Page excerpt —
'''

Wednesday, February 03, 2010

MySQL Replicant: Architecture

MySQL Replicant Library
Class Design
In the previous post I described the first steps of a Python library for controlling the replication of large installations. The intention of the library is to provide a uniform interface to such installations and that will allow procedures for handling various situations to be written in a uniform language.

For the library to be useful, it is necessary to support installations that use different operating systems for the machines, as well as different versions of the servers. Specifically, it is necessary to allow some aspects of the system to vary.

  • Depending on the operating system, or even just how the server is installed on the machine, the procedures for bringing the server down and up will differ.

  • Configurations are managed different ways depending on the deployment and there are various other tools to manage configurations of large systems.

    As part of the management of the topology, it is necessary to change the configuration files, but this should play well with other tools.

    In either case, any specific method for configuration handling should neither be required nor enforced.

  • In the example in the previous article, the technique for cloning a server was demonstrated. In this case the naive method of copying the database files was used. For the general case, however, some backup method will be used, but it depends on the requirements of the deployment. In other words, it is necessary to parameterize the backup method as well.
  • Each server in the system has a specific role to fulfill. Some server are final slaves whose only purpose is to answer queries, at least one server is a master, and some servers are relay servers.

'''

Data listing:
'''

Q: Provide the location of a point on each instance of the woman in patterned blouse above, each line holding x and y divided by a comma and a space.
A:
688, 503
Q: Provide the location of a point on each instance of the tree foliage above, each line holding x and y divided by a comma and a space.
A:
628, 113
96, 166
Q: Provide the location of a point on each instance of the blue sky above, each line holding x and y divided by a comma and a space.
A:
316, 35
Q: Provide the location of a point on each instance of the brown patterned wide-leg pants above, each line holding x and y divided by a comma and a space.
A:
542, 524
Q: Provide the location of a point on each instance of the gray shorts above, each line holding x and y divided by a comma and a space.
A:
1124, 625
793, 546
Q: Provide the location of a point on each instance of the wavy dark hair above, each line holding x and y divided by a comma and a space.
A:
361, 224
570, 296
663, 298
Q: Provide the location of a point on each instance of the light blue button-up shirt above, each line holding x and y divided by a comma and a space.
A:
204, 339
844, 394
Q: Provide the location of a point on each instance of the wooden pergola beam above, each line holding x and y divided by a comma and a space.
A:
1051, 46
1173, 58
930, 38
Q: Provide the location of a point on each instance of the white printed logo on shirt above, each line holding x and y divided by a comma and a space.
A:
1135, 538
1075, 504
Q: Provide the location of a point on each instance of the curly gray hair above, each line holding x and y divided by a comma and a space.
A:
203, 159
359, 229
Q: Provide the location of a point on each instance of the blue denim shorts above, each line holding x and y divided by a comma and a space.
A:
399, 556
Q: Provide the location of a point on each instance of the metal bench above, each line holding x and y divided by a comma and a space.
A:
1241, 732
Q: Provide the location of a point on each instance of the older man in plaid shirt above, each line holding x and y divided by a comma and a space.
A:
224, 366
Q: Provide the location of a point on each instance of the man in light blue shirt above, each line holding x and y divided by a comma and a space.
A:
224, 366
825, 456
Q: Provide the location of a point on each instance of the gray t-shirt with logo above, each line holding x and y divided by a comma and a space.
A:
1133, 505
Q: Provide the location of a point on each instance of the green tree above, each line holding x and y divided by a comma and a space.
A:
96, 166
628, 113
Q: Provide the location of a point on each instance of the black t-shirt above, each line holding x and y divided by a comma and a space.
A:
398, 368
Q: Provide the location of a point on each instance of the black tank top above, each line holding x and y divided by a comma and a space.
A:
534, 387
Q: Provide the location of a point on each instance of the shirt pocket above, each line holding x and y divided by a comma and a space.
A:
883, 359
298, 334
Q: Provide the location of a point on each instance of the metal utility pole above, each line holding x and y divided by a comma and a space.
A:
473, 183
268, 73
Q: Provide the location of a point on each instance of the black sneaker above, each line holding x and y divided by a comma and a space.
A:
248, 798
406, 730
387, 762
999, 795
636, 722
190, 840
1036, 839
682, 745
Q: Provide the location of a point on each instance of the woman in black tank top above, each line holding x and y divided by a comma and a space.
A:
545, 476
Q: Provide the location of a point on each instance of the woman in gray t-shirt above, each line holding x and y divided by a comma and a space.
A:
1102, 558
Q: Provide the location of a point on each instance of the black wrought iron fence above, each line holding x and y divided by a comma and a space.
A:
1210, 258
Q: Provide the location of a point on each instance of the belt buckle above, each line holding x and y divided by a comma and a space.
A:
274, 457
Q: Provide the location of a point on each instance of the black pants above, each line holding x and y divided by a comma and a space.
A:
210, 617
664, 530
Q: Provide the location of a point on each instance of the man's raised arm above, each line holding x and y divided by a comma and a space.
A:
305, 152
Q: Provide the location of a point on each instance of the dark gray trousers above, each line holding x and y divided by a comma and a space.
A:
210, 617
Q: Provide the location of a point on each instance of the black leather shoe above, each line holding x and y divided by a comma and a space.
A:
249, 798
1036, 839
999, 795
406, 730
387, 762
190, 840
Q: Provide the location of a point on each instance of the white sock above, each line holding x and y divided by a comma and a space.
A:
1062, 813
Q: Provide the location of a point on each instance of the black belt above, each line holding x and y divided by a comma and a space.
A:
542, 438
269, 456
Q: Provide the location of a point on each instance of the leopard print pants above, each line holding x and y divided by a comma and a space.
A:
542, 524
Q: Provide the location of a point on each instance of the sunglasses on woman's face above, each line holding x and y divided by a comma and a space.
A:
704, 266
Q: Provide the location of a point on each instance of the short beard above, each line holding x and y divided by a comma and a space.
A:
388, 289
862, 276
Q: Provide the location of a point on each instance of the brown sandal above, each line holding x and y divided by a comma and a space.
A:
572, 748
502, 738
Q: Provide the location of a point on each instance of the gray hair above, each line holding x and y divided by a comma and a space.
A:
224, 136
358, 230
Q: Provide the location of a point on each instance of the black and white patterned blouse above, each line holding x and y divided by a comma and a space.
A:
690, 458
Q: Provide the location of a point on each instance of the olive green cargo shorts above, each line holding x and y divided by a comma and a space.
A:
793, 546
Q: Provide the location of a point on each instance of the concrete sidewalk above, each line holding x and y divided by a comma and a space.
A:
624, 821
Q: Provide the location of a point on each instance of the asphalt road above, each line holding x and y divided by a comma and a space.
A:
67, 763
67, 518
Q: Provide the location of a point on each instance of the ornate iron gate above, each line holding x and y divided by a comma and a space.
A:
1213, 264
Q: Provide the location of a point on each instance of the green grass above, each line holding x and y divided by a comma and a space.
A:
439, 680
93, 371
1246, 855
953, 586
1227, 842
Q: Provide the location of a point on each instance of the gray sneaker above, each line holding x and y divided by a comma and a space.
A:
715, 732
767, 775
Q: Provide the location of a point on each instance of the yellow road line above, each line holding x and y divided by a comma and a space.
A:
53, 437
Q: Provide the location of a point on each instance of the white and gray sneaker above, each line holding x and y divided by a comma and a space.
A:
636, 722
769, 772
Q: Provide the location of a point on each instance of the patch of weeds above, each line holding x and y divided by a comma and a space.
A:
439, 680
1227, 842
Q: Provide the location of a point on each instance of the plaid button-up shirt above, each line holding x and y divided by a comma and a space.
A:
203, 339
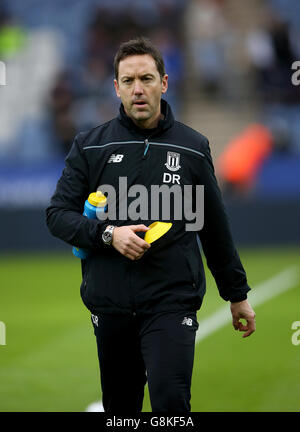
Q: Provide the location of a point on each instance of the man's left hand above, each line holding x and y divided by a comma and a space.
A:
243, 310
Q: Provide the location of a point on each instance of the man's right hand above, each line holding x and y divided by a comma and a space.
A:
128, 243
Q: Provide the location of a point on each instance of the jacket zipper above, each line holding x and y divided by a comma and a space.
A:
146, 142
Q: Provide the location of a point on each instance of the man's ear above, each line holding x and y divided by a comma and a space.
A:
117, 88
164, 84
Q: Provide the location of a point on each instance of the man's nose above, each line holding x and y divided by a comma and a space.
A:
138, 89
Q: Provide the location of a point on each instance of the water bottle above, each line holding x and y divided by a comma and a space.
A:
95, 203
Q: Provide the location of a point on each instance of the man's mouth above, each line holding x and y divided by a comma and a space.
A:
140, 103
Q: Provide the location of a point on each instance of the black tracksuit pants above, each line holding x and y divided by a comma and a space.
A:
134, 349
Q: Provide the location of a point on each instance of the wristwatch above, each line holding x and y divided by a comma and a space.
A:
108, 234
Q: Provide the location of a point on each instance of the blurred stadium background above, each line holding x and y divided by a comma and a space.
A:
230, 66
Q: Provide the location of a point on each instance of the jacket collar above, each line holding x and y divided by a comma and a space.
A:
163, 124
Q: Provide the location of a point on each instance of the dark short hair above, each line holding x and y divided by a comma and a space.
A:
139, 46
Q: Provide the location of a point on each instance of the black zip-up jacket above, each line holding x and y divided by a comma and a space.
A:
170, 275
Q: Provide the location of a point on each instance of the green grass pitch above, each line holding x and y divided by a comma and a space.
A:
49, 362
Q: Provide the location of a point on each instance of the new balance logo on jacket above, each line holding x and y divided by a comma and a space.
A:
115, 158
187, 321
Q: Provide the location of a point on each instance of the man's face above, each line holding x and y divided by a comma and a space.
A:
140, 88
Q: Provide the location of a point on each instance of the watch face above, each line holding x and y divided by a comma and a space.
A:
107, 236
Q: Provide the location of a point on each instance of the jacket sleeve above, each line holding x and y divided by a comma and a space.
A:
64, 215
216, 239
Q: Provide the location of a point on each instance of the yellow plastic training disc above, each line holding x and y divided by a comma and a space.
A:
157, 229
97, 199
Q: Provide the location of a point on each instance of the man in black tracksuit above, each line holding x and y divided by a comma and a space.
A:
144, 299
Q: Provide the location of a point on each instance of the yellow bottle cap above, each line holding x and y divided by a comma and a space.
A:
157, 230
97, 199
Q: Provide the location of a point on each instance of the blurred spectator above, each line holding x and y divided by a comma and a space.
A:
211, 37
84, 96
242, 158
12, 36
271, 52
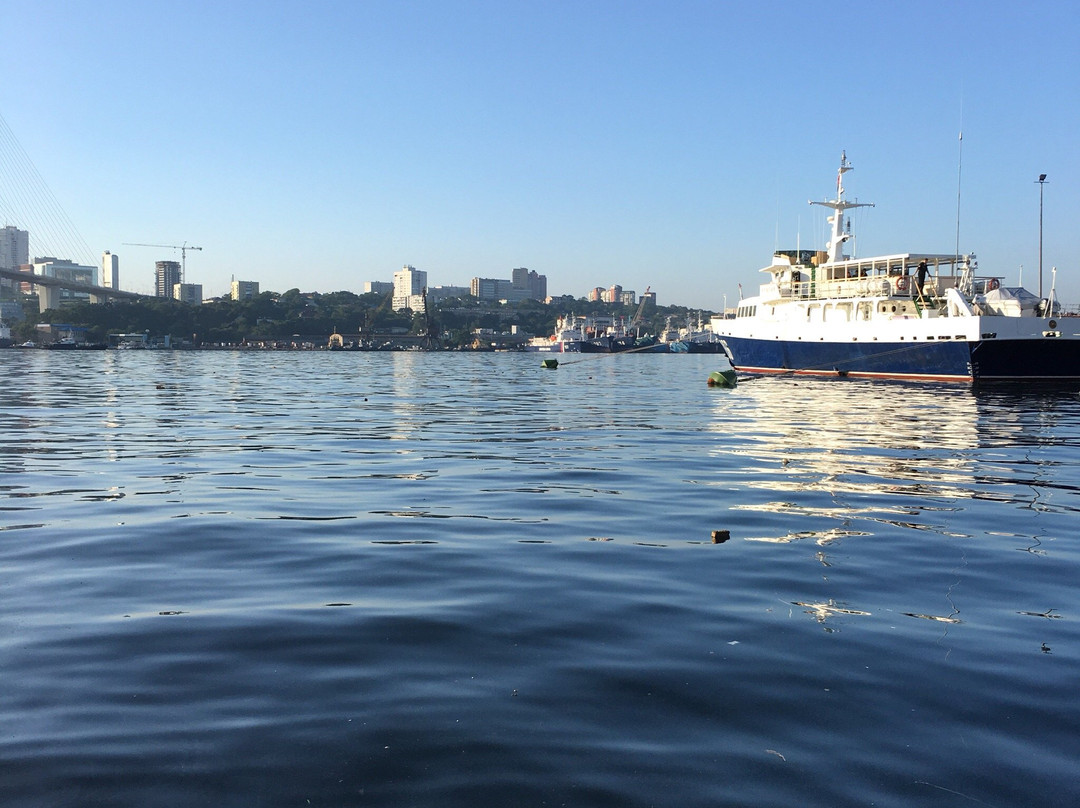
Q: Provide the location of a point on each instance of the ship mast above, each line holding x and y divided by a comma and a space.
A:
835, 246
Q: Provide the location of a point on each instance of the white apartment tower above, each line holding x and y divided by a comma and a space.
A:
14, 247
409, 283
110, 270
166, 274
244, 290
189, 293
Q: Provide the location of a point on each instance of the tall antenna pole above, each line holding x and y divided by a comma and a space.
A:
1041, 180
959, 170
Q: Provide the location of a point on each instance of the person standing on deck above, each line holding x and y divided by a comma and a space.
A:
920, 275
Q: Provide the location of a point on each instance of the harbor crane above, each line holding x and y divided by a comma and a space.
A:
184, 253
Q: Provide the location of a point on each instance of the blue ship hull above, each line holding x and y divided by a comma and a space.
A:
1004, 360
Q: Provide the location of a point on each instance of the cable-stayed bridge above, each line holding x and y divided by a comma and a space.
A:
26, 203
49, 288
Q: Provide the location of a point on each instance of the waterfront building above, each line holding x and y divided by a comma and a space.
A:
66, 270
244, 290
409, 284
110, 270
189, 293
166, 275
14, 251
527, 284
435, 294
490, 288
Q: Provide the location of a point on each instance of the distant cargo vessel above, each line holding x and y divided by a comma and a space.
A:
912, 315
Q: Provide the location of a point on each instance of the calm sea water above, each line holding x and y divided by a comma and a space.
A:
408, 579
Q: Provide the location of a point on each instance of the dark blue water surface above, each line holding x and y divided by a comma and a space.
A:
419, 579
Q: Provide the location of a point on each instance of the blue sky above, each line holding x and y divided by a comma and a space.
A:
671, 145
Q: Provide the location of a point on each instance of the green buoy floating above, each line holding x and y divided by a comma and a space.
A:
723, 378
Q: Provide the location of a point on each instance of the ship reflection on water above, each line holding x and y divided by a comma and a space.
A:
851, 457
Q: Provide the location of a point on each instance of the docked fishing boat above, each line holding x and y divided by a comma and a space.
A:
912, 315
569, 333
620, 342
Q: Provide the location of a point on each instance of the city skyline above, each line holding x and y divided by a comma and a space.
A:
669, 147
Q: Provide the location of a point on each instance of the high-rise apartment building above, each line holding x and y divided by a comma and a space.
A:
189, 293
14, 252
14, 246
409, 283
166, 275
528, 285
244, 290
67, 271
110, 270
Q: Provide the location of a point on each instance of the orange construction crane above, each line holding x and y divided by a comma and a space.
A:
184, 253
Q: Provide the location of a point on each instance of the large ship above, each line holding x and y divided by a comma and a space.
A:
912, 315
569, 333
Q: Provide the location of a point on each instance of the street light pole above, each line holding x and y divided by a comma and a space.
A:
1042, 182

'''

Problem statement — Please continue the post on the MySQL Replicant architecture, picking up right after its last sentence. The records have no connection to the post on the MySQL Replicant architecture.

Result —
To allow the system to be parameterized on these aspects, a set of abstract classes is introduced. In the figure you can see a UML diagram describing the high-level architecture of the Replicant library.

In the figure, there are four abstract classes:
Machine
The responsibility of this class it to handle all issues that are specific to the remote operating system, for example, to fetch files or issue commands to start and stop the server.
Config
The responsibility of this class is to maintain the configuration of a server. To do this, it may need to parse configuration files to be able to extract the specific section containing the definition.
BackupMethod
The responsibility of this class is to provide the primitives to create a backup and restore a backup. In both cases, the class supports taking a backup and potentially placing the backup image at a different machine, and restoring it.
Role
The responsibility of this class is to provide all the information necessary to configure a server in a role. Since the role does not only entails pure configuration information, but can also involve keeping certain tables and other database objects available, this is modeled as a separate class.
The central Server class relies on a Machine instance and a Config instance to implement the interface to the machine and to the configuration, respectively.

Configuration Management

The configuration of the server is made part of the Replicant library since manipulating the server configuration is usually necessary when changing roles of servers.

Depending on the deployment, other configuration managers such as cfengine or puppet are used to administer the configuration of all servers, while others hand-edit the configuration files (which has to be for small configurations, since it would be a pain to administer larger deployments in this way).

Long-term, there should be support for some safety measures when working with server configurations, so implementing an interface for handling server configurations in a safe transaction-like manner—or maybe this should be called a RCU-style manner—seems like a good idea. To support that, the following methods to fetch and replace configurations are introduced.

Server.fetch_config()
Returns a Config instance of the configuration for the server.
Server.replace_config(config)
Replace the configuration of the server with the modified configuration instance config.

This will allow an implementation to keep version numbers around to avoid conflicts, but is not required by the interface.

Each Config instance can then be manipulated by using the following methods:

Config.get(option)
Get the value of option as a string.
Config.set(option[, value])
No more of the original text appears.